Return all the data below as it stands, minus the pictures.

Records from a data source

···

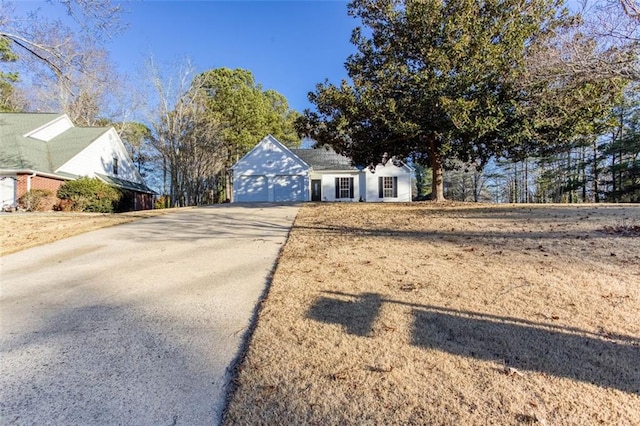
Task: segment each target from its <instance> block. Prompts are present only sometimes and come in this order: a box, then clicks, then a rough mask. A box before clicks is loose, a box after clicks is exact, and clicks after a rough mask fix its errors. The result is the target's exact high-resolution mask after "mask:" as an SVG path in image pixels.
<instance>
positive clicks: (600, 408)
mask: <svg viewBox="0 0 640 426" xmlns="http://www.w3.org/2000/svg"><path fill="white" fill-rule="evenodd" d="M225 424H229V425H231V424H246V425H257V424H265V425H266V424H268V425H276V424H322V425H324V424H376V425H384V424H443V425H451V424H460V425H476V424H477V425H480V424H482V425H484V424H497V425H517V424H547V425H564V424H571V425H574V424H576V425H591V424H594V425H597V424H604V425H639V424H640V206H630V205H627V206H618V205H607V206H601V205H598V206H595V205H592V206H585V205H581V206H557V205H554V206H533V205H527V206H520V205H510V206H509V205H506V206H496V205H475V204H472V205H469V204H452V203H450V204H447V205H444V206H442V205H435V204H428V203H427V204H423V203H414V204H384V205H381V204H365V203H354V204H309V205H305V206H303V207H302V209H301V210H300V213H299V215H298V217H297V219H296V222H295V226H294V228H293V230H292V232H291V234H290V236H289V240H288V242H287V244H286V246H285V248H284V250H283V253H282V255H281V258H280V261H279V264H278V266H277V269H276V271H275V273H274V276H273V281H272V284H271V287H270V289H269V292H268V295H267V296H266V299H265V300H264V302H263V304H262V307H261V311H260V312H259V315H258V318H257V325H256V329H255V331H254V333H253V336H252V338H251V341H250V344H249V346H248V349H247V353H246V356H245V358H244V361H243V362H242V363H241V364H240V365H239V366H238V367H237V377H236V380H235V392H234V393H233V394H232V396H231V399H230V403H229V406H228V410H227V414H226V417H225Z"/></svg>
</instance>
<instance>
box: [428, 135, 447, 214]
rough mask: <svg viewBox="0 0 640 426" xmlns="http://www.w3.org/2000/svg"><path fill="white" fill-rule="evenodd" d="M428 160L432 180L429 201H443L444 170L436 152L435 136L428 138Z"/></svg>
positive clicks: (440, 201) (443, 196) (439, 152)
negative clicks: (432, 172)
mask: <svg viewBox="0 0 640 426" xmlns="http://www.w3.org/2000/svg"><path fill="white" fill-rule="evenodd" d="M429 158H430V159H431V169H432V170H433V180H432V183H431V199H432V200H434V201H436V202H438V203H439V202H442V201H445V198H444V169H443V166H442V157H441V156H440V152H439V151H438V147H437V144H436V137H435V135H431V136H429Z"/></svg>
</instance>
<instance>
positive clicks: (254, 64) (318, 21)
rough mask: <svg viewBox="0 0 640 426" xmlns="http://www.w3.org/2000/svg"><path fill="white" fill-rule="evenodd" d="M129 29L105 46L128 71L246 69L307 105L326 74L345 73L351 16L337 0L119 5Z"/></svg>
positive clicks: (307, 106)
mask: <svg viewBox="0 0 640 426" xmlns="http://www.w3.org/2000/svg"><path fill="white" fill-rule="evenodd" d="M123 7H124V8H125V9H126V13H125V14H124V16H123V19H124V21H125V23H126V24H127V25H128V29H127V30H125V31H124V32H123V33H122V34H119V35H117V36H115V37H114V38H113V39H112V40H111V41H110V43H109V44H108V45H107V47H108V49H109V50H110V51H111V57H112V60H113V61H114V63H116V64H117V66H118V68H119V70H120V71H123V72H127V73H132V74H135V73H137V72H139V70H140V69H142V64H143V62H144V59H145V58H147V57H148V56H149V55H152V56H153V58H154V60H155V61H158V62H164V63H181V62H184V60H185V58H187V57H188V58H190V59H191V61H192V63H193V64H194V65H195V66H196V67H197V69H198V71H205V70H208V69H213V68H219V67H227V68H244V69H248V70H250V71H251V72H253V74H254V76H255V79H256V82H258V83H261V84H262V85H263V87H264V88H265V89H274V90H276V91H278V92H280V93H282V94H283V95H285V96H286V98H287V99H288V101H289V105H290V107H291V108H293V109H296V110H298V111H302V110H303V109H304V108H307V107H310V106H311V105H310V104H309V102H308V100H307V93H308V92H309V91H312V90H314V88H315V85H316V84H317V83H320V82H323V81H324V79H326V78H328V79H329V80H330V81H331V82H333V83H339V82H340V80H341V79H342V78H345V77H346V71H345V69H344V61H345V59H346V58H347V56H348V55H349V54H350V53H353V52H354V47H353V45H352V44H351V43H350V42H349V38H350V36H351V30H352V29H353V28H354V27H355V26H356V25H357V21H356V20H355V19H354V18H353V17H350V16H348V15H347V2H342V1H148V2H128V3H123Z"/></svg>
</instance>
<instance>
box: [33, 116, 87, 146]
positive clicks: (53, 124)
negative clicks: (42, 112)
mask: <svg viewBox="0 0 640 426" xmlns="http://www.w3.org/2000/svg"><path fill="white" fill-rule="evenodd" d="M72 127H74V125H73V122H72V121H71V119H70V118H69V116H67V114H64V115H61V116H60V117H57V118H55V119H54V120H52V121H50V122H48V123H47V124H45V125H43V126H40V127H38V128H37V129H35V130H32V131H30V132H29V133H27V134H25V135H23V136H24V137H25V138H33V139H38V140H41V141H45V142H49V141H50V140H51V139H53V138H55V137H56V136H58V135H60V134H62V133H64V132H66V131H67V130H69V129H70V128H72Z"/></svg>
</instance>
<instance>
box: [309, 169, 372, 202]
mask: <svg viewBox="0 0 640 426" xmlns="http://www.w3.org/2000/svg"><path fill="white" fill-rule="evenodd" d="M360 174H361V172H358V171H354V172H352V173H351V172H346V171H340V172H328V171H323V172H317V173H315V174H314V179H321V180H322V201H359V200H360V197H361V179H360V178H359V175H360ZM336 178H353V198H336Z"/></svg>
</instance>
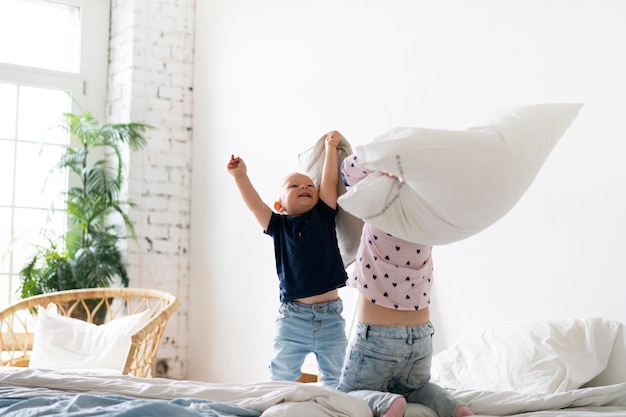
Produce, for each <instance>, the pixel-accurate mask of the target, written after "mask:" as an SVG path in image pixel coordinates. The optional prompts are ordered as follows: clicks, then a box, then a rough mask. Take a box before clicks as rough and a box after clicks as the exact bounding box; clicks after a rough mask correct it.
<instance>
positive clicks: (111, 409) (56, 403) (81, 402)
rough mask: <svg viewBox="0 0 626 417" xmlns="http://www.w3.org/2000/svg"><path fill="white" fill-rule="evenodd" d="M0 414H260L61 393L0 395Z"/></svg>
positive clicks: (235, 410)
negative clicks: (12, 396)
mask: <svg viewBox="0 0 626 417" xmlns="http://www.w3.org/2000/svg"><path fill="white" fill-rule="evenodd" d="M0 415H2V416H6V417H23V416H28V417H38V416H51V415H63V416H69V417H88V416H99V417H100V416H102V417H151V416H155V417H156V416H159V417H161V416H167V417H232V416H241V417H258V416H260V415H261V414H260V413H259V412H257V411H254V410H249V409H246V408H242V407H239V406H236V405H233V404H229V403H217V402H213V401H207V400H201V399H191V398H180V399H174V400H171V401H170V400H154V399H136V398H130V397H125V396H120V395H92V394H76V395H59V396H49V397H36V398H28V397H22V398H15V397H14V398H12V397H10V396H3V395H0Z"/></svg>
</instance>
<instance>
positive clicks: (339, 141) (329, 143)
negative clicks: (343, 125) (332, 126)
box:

···

*SOLUTION TO THE PROBLEM:*
Task: segment each target from its <instance> block. Prompts are present only sometimes and come in this order: a box, then clicks, then a rough mask. A box before clicks is loose, a box after clicks is exact, and clicks after a rough mask fix its errors. The result is the target's exact high-resolution mask after "mask:" as an SVG path in image pixels.
<instance>
positive clicks: (600, 408)
mask: <svg viewBox="0 0 640 426" xmlns="http://www.w3.org/2000/svg"><path fill="white" fill-rule="evenodd" d="M225 424H229V425H231V424H246V425H257V424H265V425H266V424H268V425H276V424H322V425H324V424H376V425H384V424H443V425H451V424H460V425H476V424H477V425H480V424H482V425H484V424H497V425H517V424H547V425H564V424H571V425H574V424H576V425H591V424H594V425H597V424H604V425H639V424H640V206H630V205H627V206H618V205H607V206H601V205H598V206H595V205H592V206H585V205H581V206H557V205H554V206H533V205H527V206H520V205H510V206H509V205H506V206H496V205H475V204H472V205H469V204H452V203H450V204H447V205H444V206H442V205H435V204H428V203H427V204H423V203H414V204H384V205H381V204H365V203H354V204H309V205H305V206H303V207H302V209H301V210H300V213H299V215H298V217H297V219H296V222H295V226H294V228H293V230H292V232H291V234H290V236H289V240H288V242H287V244H286V246H285V248H284V250H283V253H282V255H281V258H280V261H279V264H278V266H277V269H276V271H275V273H274V276H273V281H272V284H271V287H270V289H269V292H268V295H267V296H266V299H265V300H264V302H263V304H262V307H261V311H260V312H259V315H258V318H257V325H256V329H255V331H254V333H253V336H252V338H251V341H250V344H249V346H248V349H247V353H246V356H245V358H244V361H243V362H242V363H241V364H240V365H239V366H238V367H237V377H236V380H235V392H234V393H233V394H232V396H231V399H230V403H229V406H228V410H227V414H226V417H225Z"/></svg>
</instance>
<instance>
box: [428, 135, 447, 214]
rough mask: <svg viewBox="0 0 640 426" xmlns="http://www.w3.org/2000/svg"><path fill="white" fill-rule="evenodd" d="M428 160L432 180L429 201H443L444 170L436 152L435 136L428 138Z"/></svg>
positive clicks: (440, 201) (443, 196) (439, 152)
negative clicks: (432, 172)
mask: <svg viewBox="0 0 640 426" xmlns="http://www.w3.org/2000/svg"><path fill="white" fill-rule="evenodd" d="M429 158H430V159H431V169H432V170H433V180H432V183H431V199H432V200H434V201H436V202H438V203H439V202H442V201H445V198H444V169H443V166H442V157H441V156H440V152H439V151H438V147H437V144H436V137H435V135H431V136H429Z"/></svg>
</instance>
<instance>
positive clicks: (254, 64) (318, 21)
rough mask: <svg viewBox="0 0 640 426" xmlns="http://www.w3.org/2000/svg"><path fill="white" fill-rule="evenodd" d="M129 29L105 46L128 71L246 69L307 105L326 74L345 73L351 16L337 0L119 5Z"/></svg>
positive clicks: (307, 106)
mask: <svg viewBox="0 0 640 426" xmlns="http://www.w3.org/2000/svg"><path fill="white" fill-rule="evenodd" d="M123 7H124V8H125V9H126V13H125V14H124V16H123V19H124V21H125V23H126V24H127V25H128V29H127V30H125V31H124V32H123V33H122V34H119V35H117V36H115V37H114V38H113V39H112V40H111V41H110V43H109V44H108V45H107V47H108V49H109V50H110V51H111V57H112V60H113V61H114V63H116V64H117V66H118V68H119V70H120V71H123V72H127V73H132V74H135V73H137V72H139V70H140V69H142V64H143V62H144V59H145V58H147V57H148V56H149V55H152V56H153V58H154V60H155V61H158V62H164V63H181V62H184V60H185V58H187V57H188V58H190V59H191V61H192V63H193V64H194V65H195V66H196V67H197V69H198V71H205V70H208V69H213V68H219V67H227V68H244V69H248V70H250V71H251V72H253V74H254V76H255V79H256V82H258V83H261V84H262V85H263V87H264V88H265V89H274V90H276V91H278V92H280V93H282V94H283V95H285V96H286V98H287V99H288V101H289V105H290V107H291V108H293V109H296V110H298V111H302V110H303V109H304V108H307V107H310V106H311V105H310V104H309V102H308V100H307V93H308V92H309V91H312V90H314V88H315V85H316V84H317V83H320V82H323V81H324V79H326V78H328V79H329V80H330V81H331V82H333V83H339V82H340V80H341V79H342V78H345V77H346V71H345V69H344V61H345V59H346V58H347V56H348V55H349V54H350V53H353V52H354V47H353V45H352V44H351V43H350V42H349V38H350V36H351V30H352V29H353V28H354V27H355V26H356V25H357V21H356V20H355V19H354V18H353V17H350V16H348V15H347V2H342V1H148V2H128V3H123Z"/></svg>
</instance>
<instance>
box: [33, 116, 87, 146]
positive clicks: (53, 124)
negative clicks: (42, 112)
mask: <svg viewBox="0 0 640 426" xmlns="http://www.w3.org/2000/svg"><path fill="white" fill-rule="evenodd" d="M72 127H74V125H73V122H72V121H71V119H70V118H69V116H67V114H64V115H61V116H60V117H57V118H55V119H54V120H52V121H50V122H48V123H47V124H45V125H43V126H40V127H38V128H37V129H35V130H32V131H30V132H29V133H27V134H25V135H23V136H24V137H25V138H33V139H38V140H41V141H45V142H49V141H50V140H51V139H53V138H55V137H56V136H58V135H60V134H62V133H64V132H66V131H67V130H69V129H70V128H72Z"/></svg>
</instance>
<instance>
box: [309, 169, 372, 202]
mask: <svg viewBox="0 0 640 426" xmlns="http://www.w3.org/2000/svg"><path fill="white" fill-rule="evenodd" d="M360 174H361V172H358V171H354V172H352V173H351V172H346V171H340V172H328V171H323V172H317V173H315V174H314V179H321V180H322V201H359V200H360V197H361V179H360V178H359V175H360ZM336 178H353V198H336Z"/></svg>
</instance>
Produce, for each <instance>, the pixel-accurate mask of the target, written after "mask:" as an SVG path in image pixel coordinates. The optional prompts are ordered as follows: clicks, then a box, then a rough mask. Take a box before clicks as rough and a box after clicks as the exact bounding box; clicks after a rough mask correct it.
<instance>
positive clicks: (111, 409) (56, 403) (81, 402)
rough mask: <svg viewBox="0 0 626 417" xmlns="http://www.w3.org/2000/svg"><path fill="white" fill-rule="evenodd" d="M0 414H260L61 393L0 395Z"/></svg>
positive clicks: (235, 410)
negative clicks: (12, 396)
mask: <svg viewBox="0 0 626 417" xmlns="http://www.w3.org/2000/svg"><path fill="white" fill-rule="evenodd" d="M0 415H2V416H6V417H23V416H28V417H38V416H51V415H63V416H69V417H88V416H99V417H100V416H102V417H151V416H155V417H156V416H159V417H161V416H167V417H232V416H241V417H258V416H260V415H261V414H260V413H259V412H257V411H254V410H249V409H246V408H242V407H239V406H236V405H233V404H229V403H217V402H213V401H207V400H201V399H191V398H180V399H174V400H171V401H170V400H154V399H136V398H130V397H125V396H120V395H92V394H76V395H59V396H49V397H36V398H28V397H22V398H15V397H14V398H12V397H10V396H3V395H0Z"/></svg>
</instance>
<instance>
positive clicks: (339, 141) (329, 143)
negative clicks: (343, 125) (332, 126)
box:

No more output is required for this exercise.